» WHAT THIS TASK INVOLVES: All records that follow are to be restated exactly.

Extracted records:
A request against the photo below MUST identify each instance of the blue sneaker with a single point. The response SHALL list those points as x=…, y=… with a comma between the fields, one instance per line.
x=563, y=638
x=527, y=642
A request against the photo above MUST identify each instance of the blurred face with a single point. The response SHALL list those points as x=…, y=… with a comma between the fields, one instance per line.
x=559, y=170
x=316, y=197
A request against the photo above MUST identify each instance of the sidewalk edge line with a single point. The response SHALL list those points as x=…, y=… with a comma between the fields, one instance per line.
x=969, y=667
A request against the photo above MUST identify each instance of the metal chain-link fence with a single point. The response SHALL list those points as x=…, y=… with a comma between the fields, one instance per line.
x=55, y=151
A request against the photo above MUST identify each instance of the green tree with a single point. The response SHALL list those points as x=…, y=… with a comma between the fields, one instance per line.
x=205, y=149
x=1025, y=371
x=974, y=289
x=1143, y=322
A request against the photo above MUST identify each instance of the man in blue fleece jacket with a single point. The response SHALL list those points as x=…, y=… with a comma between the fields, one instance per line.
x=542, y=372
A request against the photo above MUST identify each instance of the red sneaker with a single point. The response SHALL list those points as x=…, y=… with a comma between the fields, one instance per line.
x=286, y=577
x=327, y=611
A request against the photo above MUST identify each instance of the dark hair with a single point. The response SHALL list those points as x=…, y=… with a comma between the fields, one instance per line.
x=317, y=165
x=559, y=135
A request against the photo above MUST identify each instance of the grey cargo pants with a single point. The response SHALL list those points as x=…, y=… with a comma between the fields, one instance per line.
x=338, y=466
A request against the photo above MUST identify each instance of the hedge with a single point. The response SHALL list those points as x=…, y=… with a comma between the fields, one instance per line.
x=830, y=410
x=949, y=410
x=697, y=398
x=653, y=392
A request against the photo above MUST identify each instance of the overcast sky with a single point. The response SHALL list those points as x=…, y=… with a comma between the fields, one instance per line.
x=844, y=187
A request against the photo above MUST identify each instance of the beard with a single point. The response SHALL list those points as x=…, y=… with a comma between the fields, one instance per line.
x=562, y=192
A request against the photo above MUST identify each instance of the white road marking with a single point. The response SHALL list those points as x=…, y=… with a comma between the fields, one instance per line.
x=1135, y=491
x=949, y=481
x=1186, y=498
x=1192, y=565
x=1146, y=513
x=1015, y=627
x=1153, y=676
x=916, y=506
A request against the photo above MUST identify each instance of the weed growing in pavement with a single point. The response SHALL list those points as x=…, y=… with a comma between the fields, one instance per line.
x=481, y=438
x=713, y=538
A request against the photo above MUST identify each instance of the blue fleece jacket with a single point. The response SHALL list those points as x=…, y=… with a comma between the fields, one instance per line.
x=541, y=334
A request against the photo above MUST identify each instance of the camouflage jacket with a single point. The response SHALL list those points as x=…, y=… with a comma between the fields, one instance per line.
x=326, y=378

» EXERCISE ANSWER:
A request against the photo below MUST identify each instance of the blue sneaker with a single point. The response SHALL list those points as x=…, y=… with a comma between the fields, one instance per line.
x=563, y=638
x=527, y=642
A request against the photo above MUST identify each instance of the blurred face with a single point. The response SHALL list those points as x=…, y=… with a comma between the fields, one instance per line.
x=559, y=170
x=316, y=197
A request against the photo above MUST identify each instance of the sidewalk edge line with a single point. The response SHALL list those points as x=…, y=… with a comma between the fields, one instance per line.
x=969, y=667
A request against the photo above MUST identify each instance of the metal chain-link fence with a single point. The response SHALL list those points as x=…, y=… with a comma between the fields, one instance per line.
x=55, y=151
A request against the photo above MUST identify each instance of the green tree with a single point. The response SHALL list those points as x=…, y=… with a comma between the fields, one instance per line.
x=205, y=149
x=1025, y=371
x=974, y=289
x=1143, y=322
A request against the photo above MUST identify each instance of the man in blue fleece jacket with a single point. The response SHALL list those points as x=…, y=… with a comma between the fields, one instance per line.
x=542, y=372
A request against the photo above MUST identify each instance of the red sneaker with a single point. The response SHALL list those points as x=…, y=… with a comma between the fields, one instance per line.
x=286, y=577
x=327, y=611
A request against the photo above MUST identify each instance of the dark hair with a single point. The response SHALL list those points as x=…, y=… with a comma between the fields, one instance per line.
x=317, y=165
x=559, y=135
A request against the photo above MUST identify each instance of the grey cargo pants with a single point. The response SHALL list those points as x=…, y=… with a comma between the fields, one instance per line.
x=338, y=466
A request against the photo above MUST identify each instance of the hedge with a single point. The response SHALL list those points as x=…, y=… with a comma between the fields, one instance per line.
x=830, y=410
x=949, y=410
x=697, y=398
x=653, y=392
A request against the photo above MUST identify each instance of the overcast sky with a single point. The response SHALL list those points as x=…, y=… with a comma between the fields, one instance per line.
x=844, y=187
A request against the photo above MUST identify each instance of the beard with a single point. The response SHALL list those points as x=…, y=… with a comma between the fields, one instance per line.
x=562, y=192
A request against the photo above MUST identify each instance of the white road marking with a single point. The response SHALL list those points as x=…, y=… with a comma between the fields, one instance per line.
x=1135, y=491
x=949, y=481
x=1186, y=498
x=1192, y=565
x=1146, y=513
x=1015, y=627
x=1153, y=676
x=916, y=506
A request against the photo above MUST identify each instance of the weed growing in pavement with a single point. The response SHALL list those points as x=…, y=… with a comma between the fields, one instance per line.
x=481, y=438
x=713, y=538
A request against the photo above MUST identify each instance of the blue fleece jacket with a single point. The response SHALL list those points as x=…, y=… with a comma between the fields, one instance per line.
x=541, y=334
A request against the photo above MUST identify each instance of the camouflage jacket with a single point. The response SHALL list those points as x=…, y=… with a comma between the fields, one instance per line.
x=326, y=378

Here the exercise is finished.